— begin Given information —

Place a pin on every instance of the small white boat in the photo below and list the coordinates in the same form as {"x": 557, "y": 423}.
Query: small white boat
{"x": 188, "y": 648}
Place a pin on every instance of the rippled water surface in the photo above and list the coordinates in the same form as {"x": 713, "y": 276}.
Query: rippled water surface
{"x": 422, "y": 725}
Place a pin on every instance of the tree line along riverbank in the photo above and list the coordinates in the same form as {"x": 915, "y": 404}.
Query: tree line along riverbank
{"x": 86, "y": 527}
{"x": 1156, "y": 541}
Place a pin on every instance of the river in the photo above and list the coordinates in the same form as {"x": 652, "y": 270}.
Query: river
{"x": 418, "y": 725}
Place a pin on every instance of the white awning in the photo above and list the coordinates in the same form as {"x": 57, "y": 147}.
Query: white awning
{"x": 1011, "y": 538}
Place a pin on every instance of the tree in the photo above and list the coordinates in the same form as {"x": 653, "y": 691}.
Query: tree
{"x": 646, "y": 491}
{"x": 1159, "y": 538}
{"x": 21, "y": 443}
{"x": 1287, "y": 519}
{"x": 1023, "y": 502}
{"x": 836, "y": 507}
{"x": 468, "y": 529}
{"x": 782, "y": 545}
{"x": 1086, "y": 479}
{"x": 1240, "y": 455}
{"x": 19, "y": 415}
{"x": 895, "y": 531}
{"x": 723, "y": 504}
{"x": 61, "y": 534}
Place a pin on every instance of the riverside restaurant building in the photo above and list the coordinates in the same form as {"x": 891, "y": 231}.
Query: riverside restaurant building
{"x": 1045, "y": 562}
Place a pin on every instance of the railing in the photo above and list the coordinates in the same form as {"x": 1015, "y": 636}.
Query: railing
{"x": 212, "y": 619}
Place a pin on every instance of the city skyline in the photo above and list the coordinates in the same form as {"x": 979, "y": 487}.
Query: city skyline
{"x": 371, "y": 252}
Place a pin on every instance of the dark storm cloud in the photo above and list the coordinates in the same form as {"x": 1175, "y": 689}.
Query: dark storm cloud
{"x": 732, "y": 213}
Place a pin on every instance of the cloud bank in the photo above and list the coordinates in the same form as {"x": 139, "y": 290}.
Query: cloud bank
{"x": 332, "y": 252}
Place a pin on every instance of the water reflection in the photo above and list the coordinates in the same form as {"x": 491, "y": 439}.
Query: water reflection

— end Given information —

Problem requirements: Repeat the data above exactly.

Result:
Place a pin on every instance of the small white boat in the photo below and list the coordinates in the same form as {"x": 557, "y": 423}.
Query: small white boat
{"x": 188, "y": 648}
Place a pin on every instance of the rippled water surface in the photo above and list the coordinates in the same form as {"x": 713, "y": 276}.
Query: rippled water surface
{"x": 422, "y": 725}
Place a pin on every instance of the tree line along riverbank in the photo above and list the coordinates in the same form as {"x": 915, "y": 404}.
Query: tree line along riverbank
{"x": 86, "y": 527}
{"x": 1156, "y": 541}
Place a pin on every instance of the river in the photo above and list the coordinates in the same form as {"x": 652, "y": 270}.
Query: river
{"x": 418, "y": 725}
Place a pin on every instance of the white awning in the photo above and list the coordinates in the same form as {"x": 57, "y": 147}.
Query: white awning
{"x": 1011, "y": 538}
Place a pin on every instance of the tree in the photo above and list the coordinates in the same form as {"x": 653, "y": 691}.
Query: tree
{"x": 646, "y": 491}
{"x": 1159, "y": 538}
{"x": 21, "y": 443}
{"x": 1287, "y": 519}
{"x": 1023, "y": 502}
{"x": 836, "y": 507}
{"x": 468, "y": 529}
{"x": 782, "y": 545}
{"x": 1086, "y": 479}
{"x": 1240, "y": 455}
{"x": 19, "y": 415}
{"x": 895, "y": 531}
{"x": 723, "y": 504}
{"x": 61, "y": 534}
Place a pin on every instance of the riverside restaurant building in the photo above and list the coordinates in the same form as {"x": 891, "y": 231}.
Query: riverside restaurant building
{"x": 1045, "y": 562}
Place a pin on every instance of the railing in the photo above and list the coordinates in the same form as {"x": 1015, "y": 636}.
Query: railing
{"x": 212, "y": 619}
Place a pin on every instance of the city skyline in the photo above and list the coordinates in the same form as {"x": 979, "y": 487}.
Query: city skyline
{"x": 371, "y": 252}
Place a pin on every instance of the dark storm cloud in the photo above and list the coordinates in the same form as {"x": 1175, "y": 689}.
Query: dark storm cloud
{"x": 732, "y": 213}
Place a pin on every instance of the cloud bank in the photo above and list the coordinates in the same form as {"x": 139, "y": 290}.
Query: cloud bank
{"x": 332, "y": 252}
Place a pin on every instance of the water reflection in the photo above and list the coordinates in the same form as {"x": 491, "y": 439}.
Query: water reflection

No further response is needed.